- DATA -
========
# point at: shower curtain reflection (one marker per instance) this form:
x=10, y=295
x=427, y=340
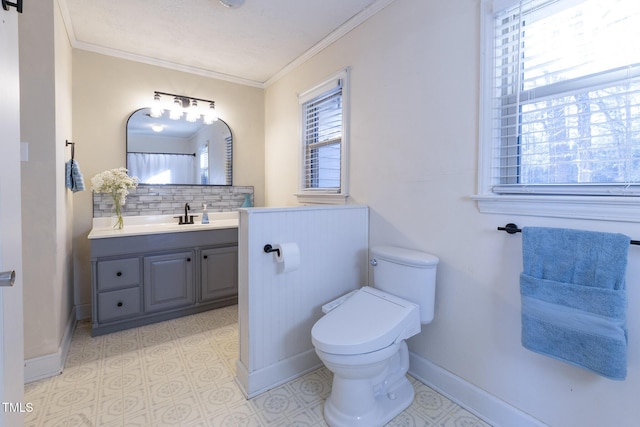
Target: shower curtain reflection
x=163, y=168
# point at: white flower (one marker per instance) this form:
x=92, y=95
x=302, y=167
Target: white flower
x=115, y=182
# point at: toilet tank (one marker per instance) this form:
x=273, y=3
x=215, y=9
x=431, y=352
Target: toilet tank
x=408, y=274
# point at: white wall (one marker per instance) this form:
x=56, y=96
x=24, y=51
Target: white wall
x=276, y=308
x=45, y=78
x=413, y=160
x=107, y=90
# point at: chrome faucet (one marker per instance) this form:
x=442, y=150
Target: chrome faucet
x=186, y=213
x=186, y=219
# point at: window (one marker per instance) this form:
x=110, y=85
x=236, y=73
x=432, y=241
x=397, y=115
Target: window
x=562, y=113
x=323, y=139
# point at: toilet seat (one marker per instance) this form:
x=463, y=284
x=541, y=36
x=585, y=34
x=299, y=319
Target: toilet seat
x=367, y=321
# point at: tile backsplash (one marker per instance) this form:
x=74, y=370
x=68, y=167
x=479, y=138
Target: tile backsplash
x=170, y=199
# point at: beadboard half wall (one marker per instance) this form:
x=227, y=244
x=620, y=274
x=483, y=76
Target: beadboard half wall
x=170, y=199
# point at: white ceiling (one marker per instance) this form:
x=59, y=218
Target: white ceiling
x=251, y=44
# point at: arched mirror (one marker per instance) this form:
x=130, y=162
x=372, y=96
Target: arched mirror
x=165, y=151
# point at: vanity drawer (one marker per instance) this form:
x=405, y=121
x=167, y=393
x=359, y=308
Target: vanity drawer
x=120, y=304
x=119, y=273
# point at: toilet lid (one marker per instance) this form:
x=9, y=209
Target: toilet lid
x=369, y=320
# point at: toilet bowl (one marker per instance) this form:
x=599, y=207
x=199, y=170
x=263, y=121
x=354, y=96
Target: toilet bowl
x=361, y=339
x=362, y=342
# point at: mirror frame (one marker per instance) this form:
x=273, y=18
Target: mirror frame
x=198, y=184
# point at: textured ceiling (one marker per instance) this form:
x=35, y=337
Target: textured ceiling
x=250, y=44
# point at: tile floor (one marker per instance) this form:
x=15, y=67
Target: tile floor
x=181, y=373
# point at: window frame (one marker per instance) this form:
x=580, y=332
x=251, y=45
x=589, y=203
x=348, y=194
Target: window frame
x=325, y=195
x=616, y=205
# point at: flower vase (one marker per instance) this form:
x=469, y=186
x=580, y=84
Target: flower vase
x=117, y=220
x=247, y=201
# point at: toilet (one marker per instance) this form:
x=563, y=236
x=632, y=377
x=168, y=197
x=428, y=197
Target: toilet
x=361, y=338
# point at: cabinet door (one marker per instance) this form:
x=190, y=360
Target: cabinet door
x=219, y=273
x=168, y=281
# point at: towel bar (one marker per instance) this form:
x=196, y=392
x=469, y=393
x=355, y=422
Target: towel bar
x=512, y=228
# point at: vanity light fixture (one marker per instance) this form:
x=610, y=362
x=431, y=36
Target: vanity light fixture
x=182, y=104
x=176, y=110
x=232, y=4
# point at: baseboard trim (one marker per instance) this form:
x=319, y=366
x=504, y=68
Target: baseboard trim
x=49, y=365
x=257, y=382
x=83, y=311
x=475, y=400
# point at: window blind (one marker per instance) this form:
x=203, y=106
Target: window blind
x=204, y=164
x=566, y=110
x=322, y=127
x=227, y=163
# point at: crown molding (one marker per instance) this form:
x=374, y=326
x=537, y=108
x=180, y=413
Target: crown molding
x=345, y=28
x=352, y=23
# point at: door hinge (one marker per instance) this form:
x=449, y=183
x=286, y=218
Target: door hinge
x=17, y=4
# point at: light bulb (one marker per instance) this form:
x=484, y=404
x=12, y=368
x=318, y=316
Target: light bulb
x=193, y=114
x=211, y=115
x=176, y=110
x=156, y=108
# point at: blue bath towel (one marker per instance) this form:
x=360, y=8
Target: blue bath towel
x=574, y=297
x=73, y=177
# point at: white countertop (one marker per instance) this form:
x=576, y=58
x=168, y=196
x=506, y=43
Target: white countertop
x=159, y=224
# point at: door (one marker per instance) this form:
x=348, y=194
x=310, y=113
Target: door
x=168, y=281
x=219, y=273
x=11, y=324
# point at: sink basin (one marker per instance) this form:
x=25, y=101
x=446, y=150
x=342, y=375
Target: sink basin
x=156, y=224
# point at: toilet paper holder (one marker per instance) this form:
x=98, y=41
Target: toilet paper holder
x=268, y=249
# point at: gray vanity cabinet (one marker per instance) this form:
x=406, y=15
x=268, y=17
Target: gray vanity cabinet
x=137, y=280
x=217, y=281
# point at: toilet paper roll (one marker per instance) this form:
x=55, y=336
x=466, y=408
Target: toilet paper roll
x=289, y=256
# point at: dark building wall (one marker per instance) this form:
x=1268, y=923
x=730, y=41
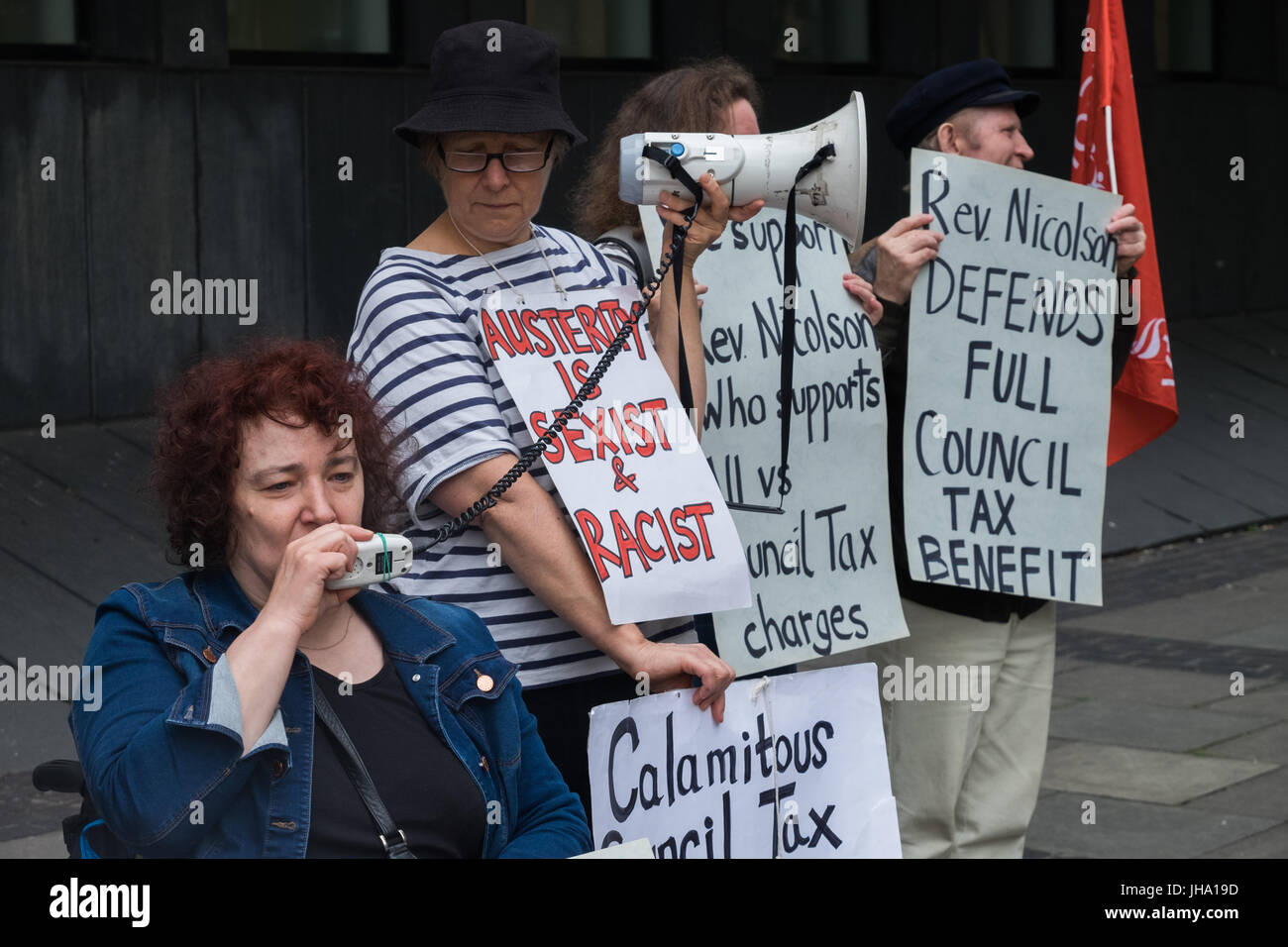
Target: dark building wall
x=168, y=161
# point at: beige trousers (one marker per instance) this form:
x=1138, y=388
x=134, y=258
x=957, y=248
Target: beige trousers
x=966, y=781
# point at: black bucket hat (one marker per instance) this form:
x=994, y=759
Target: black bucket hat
x=944, y=93
x=490, y=76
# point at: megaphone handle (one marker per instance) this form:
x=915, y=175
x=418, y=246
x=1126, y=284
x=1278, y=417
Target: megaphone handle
x=673, y=163
x=789, y=342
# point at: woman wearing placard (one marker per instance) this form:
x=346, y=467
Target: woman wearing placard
x=489, y=133
x=248, y=709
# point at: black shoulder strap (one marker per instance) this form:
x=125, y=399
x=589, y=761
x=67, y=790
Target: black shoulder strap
x=390, y=836
x=623, y=237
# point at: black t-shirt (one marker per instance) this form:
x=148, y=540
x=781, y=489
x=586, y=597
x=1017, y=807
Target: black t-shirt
x=420, y=779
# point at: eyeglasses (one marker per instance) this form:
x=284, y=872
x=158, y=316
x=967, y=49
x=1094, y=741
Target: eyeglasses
x=516, y=161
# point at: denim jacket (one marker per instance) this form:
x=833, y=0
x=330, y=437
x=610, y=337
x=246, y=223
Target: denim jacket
x=162, y=755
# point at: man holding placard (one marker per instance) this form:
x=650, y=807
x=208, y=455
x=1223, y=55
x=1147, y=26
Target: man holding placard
x=975, y=381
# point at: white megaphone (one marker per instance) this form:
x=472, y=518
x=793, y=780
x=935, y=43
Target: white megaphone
x=751, y=166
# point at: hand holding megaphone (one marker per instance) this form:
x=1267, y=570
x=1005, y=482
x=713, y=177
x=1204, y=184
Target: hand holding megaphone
x=708, y=223
x=751, y=167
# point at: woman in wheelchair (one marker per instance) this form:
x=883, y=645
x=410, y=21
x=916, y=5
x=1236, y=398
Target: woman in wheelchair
========
Scan the listing and report each line where the word "wheelchair" shows up.

# point at: woman in wheelchair (one marker per instance) this form:
Target: woman in wheelchair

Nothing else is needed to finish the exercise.